Text segment →

......

Jaredfromsubway.eth Exploiter Launders 2,000 ETH Through Tornado Cash

The exploiter known as Jaredfromsubway.eth has moved 2,000 Ether through the cryptocurrency mixer Tornado Cash, according to on-chain data. The funds, part of a larger stolen pile, continue to shift between wallets — a signal that the laundering effort is still active.

How the funds moved

Blockchain records show the 2,000 ETH was deposited into Tornado Cash in several transactions over the past week. Tornado Cash obfuscates the trail by pooling deposits and allowing withdrawals to fresh addresses, making it harder to trace the destination. The exploiter's wallet — labeled Jaredfromsubway.eth on Etherscan — has been linked to a series of security breaches earlier this year, though the exact origin of this particular batch hasn't been confirmed.

......

Parts of the exercise →
• A. According to the news item, on which site is the exploiter's wallet labeled Jaredfromsubway.eth?
• B. Display each line of the listing that contains the string "sliding".
The news item and the listing have no connection to each other.

Input records →

......

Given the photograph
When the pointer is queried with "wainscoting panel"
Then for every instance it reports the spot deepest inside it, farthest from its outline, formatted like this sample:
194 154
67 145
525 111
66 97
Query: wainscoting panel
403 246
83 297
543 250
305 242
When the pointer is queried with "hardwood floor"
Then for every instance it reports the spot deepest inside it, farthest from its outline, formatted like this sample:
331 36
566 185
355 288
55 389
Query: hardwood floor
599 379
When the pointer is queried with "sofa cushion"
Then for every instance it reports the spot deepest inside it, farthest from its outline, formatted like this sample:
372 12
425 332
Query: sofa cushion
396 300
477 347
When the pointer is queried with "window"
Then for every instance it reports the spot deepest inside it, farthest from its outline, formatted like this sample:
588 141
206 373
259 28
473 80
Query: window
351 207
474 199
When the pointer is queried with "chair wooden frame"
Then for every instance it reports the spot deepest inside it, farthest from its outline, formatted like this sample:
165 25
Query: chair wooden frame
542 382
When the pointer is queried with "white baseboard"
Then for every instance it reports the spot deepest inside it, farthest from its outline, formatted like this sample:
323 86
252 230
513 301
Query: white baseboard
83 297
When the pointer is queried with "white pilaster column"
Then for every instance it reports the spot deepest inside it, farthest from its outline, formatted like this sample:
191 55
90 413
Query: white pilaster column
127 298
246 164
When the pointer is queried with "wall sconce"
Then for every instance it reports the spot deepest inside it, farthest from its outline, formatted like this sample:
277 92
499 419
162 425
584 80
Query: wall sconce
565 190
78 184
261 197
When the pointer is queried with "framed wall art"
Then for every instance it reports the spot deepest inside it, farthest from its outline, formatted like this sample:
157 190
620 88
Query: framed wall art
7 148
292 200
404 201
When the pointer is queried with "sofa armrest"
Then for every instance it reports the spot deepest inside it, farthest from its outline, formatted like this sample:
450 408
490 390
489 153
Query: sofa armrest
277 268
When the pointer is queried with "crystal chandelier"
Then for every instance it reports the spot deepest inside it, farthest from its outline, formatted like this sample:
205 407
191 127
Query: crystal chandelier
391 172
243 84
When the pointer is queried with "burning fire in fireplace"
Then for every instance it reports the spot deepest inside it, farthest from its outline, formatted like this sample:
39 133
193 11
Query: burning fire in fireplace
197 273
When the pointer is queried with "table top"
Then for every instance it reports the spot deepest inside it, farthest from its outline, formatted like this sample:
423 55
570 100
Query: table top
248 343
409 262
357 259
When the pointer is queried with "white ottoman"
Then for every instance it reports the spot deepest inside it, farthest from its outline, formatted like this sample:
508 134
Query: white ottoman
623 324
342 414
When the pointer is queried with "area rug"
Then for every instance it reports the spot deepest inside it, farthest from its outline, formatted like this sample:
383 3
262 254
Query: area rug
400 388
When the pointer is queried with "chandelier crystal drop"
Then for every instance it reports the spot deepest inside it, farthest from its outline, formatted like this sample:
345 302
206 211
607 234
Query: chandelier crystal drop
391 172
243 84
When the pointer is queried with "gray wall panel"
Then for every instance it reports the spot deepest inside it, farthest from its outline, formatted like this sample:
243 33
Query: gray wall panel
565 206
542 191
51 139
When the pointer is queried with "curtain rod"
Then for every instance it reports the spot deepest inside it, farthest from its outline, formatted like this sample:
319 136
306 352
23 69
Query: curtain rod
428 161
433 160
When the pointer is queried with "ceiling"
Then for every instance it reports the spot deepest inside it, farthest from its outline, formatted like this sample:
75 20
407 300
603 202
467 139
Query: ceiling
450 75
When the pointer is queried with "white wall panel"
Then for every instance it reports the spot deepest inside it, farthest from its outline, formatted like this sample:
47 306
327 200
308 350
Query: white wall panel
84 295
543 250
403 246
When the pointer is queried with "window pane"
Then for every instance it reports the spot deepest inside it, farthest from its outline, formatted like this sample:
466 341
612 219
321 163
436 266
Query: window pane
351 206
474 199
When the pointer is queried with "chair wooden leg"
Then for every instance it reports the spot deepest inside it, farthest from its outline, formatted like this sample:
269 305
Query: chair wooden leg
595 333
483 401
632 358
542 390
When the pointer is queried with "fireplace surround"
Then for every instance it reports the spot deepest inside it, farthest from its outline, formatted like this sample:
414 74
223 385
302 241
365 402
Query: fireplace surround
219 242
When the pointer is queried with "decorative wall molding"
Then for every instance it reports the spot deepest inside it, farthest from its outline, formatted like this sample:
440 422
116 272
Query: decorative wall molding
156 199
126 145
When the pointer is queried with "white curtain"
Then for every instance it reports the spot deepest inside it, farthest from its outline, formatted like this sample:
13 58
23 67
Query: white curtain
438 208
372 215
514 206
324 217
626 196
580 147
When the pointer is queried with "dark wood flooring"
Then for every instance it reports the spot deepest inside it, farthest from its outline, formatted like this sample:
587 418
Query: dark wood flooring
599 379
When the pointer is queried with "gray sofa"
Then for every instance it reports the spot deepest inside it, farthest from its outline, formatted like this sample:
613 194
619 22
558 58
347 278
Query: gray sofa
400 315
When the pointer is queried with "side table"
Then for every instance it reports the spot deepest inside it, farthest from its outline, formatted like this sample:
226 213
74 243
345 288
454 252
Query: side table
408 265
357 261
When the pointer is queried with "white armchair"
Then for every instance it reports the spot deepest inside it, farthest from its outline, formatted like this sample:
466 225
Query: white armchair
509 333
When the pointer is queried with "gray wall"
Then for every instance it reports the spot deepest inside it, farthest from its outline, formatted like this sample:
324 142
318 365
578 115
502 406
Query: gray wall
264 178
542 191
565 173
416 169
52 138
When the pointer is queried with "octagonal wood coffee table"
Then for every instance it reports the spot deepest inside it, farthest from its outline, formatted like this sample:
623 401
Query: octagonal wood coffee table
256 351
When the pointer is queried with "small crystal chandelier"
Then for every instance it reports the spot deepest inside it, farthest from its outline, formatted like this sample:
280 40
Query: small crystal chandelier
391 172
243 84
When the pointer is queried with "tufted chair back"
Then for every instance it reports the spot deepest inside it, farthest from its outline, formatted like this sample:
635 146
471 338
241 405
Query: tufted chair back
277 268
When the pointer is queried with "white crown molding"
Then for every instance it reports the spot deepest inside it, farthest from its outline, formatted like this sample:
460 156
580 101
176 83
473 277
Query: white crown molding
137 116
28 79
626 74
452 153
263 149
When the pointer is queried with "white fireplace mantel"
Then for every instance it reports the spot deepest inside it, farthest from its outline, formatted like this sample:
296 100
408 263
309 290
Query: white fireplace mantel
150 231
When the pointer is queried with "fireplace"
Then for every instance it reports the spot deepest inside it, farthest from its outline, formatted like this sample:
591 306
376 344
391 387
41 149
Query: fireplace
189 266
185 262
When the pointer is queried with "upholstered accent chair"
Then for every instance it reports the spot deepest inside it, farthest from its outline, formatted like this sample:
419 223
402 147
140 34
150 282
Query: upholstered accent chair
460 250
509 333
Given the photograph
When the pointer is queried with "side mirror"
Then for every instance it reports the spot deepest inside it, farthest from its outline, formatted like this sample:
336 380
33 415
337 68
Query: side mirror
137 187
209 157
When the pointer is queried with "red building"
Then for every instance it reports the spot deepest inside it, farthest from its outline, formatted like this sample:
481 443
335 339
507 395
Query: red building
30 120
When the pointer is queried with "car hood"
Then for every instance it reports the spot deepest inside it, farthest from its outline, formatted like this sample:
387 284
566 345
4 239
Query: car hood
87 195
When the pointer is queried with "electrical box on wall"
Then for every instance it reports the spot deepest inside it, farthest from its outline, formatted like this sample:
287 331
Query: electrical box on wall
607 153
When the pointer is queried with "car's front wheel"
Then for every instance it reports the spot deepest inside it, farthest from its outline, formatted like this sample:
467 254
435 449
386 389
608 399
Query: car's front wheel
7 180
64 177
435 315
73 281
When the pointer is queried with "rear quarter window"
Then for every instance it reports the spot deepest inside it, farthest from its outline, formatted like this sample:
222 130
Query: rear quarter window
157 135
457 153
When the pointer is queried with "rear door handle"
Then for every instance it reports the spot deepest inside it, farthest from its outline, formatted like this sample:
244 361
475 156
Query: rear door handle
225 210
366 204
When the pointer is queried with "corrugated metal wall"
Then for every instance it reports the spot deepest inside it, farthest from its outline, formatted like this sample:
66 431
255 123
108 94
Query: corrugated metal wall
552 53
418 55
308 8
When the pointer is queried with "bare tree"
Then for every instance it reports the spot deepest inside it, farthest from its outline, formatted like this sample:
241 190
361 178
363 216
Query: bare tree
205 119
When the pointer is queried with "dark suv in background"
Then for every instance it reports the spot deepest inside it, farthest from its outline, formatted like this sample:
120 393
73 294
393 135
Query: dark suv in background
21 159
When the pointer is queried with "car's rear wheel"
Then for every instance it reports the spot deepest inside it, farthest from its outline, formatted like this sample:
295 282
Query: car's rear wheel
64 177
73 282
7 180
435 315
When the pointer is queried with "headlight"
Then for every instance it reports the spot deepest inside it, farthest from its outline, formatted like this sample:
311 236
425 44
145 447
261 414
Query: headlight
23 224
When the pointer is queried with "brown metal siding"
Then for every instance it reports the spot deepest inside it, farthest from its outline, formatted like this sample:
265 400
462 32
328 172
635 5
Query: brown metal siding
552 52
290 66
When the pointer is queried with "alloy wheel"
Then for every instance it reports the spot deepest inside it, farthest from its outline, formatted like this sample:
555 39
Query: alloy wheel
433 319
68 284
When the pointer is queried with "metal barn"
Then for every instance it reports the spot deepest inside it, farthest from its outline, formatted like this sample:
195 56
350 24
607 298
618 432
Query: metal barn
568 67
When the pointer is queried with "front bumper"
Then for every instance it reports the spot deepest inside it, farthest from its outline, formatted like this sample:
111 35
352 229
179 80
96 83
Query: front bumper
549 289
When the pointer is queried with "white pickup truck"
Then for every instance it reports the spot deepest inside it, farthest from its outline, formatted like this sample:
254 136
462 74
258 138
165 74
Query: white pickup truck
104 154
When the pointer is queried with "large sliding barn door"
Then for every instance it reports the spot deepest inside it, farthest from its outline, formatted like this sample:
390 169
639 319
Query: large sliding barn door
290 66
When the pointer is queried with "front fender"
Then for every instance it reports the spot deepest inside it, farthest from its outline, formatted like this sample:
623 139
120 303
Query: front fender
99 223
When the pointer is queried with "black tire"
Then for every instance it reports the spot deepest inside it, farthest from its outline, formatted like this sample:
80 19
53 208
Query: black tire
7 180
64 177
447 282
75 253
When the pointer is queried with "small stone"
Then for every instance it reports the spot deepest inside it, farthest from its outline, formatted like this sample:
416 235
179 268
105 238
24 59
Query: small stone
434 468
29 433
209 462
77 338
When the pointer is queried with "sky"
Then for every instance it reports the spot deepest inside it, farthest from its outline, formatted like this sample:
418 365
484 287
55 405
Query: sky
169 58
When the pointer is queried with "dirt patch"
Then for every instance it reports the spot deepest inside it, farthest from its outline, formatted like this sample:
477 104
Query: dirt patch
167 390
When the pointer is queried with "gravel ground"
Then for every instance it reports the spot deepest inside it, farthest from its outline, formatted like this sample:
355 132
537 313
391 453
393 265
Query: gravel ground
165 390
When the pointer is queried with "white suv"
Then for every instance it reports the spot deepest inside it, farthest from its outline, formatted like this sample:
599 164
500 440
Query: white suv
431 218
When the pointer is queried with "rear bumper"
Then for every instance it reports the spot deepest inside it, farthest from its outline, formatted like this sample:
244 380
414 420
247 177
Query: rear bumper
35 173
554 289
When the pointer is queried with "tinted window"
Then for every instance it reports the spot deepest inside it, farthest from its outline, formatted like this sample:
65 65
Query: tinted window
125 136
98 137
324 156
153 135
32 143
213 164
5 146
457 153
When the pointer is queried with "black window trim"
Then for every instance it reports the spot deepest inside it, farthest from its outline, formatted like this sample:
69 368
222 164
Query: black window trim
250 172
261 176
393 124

......

Response list →
• A. Etherscan

• B.
When the pointer is queried with "large sliding barn door"
Query: large sliding barn door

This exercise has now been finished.